==== TEKS HALAMAN ====

Dalam even bertaraf internasional seperti Konferensi Tingkat Tinggi G-20 yang baru saja berlangsung di Buenos Aires, Argentina, pada 30 November-1 Desember lalu, momen menarik bukan pada forum itu sendiri. Melainkan manuver para peserta KTT G-20 yang notabene para kepala negara adikuasa di luar acara persidangan dari forum itu sendiri.

==== CUPLIKAN DATA ====

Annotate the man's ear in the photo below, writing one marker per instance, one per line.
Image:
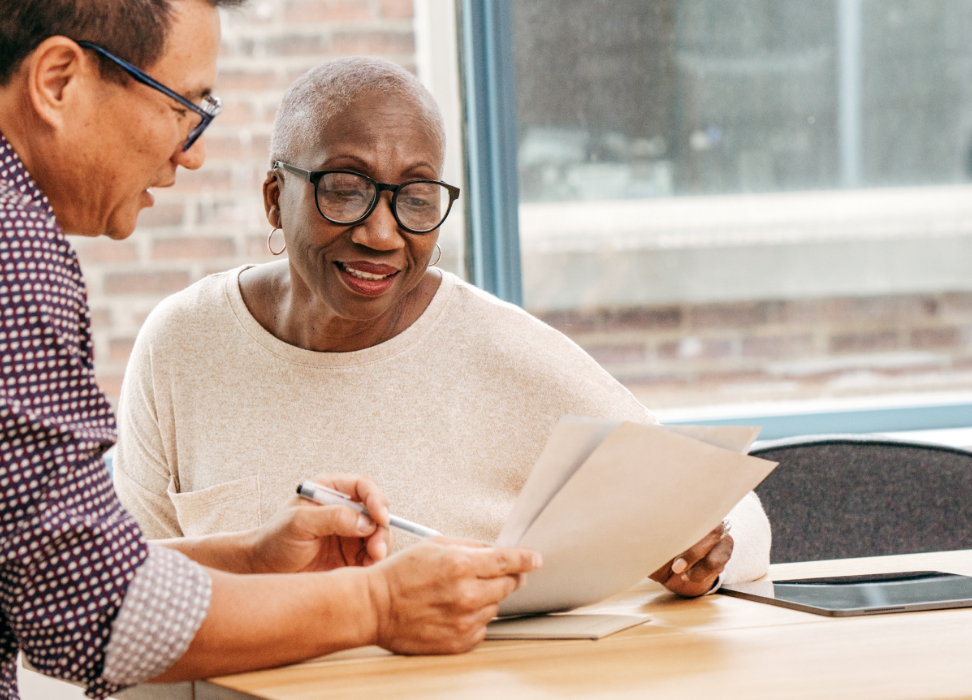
(271, 199)
(56, 71)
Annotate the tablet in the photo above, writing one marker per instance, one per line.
(872, 594)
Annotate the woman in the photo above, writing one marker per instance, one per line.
(356, 353)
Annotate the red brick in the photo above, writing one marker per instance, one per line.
(245, 80)
(110, 383)
(864, 342)
(701, 349)
(171, 248)
(146, 282)
(742, 315)
(889, 308)
(656, 380)
(737, 377)
(237, 148)
(101, 249)
(948, 336)
(777, 346)
(617, 354)
(120, 349)
(957, 302)
(299, 45)
(397, 9)
(350, 43)
(161, 215)
(607, 320)
(236, 112)
(209, 178)
(100, 318)
(304, 11)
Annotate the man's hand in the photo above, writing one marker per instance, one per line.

====

• [TUGAS ANDA]
A – Tulis ulang bagian teks tentang KTT G-20 dari "Dalam even bertaraf" sampai "dari forum itu sendiri.", dengan mengganti "Buenos Aires" menjadi "Osaka".
B – Menurut teks tentang KTT G-20, di mana letak momen yang menarik dari even itu, dan bagaimana teks tersebut menggambarkan para pesertanya?

• [HASIL LATIHAN]
A –
Dalam even bertaraf internasional seperti Konferensi Tingkat Tinggi G-20 yang baru saja berlangsung di Osaka, Argentina, pada 30 November-1 Desember lalu, momen menarik bukan pada forum itu sendiri. Melainkan manuver para peserta KTT G-20 yang notabene para kepala negara adikuasa di luar acara persidangan dari forum itu sendiri.

B – Momen menarik KTT G-20 bukan terletak pada forum itu sendiri. Momen itu ada pada manuver para peserta di luar acara persidangan. Para peserta tersebut notabene adalah para kepala negara adikuasa.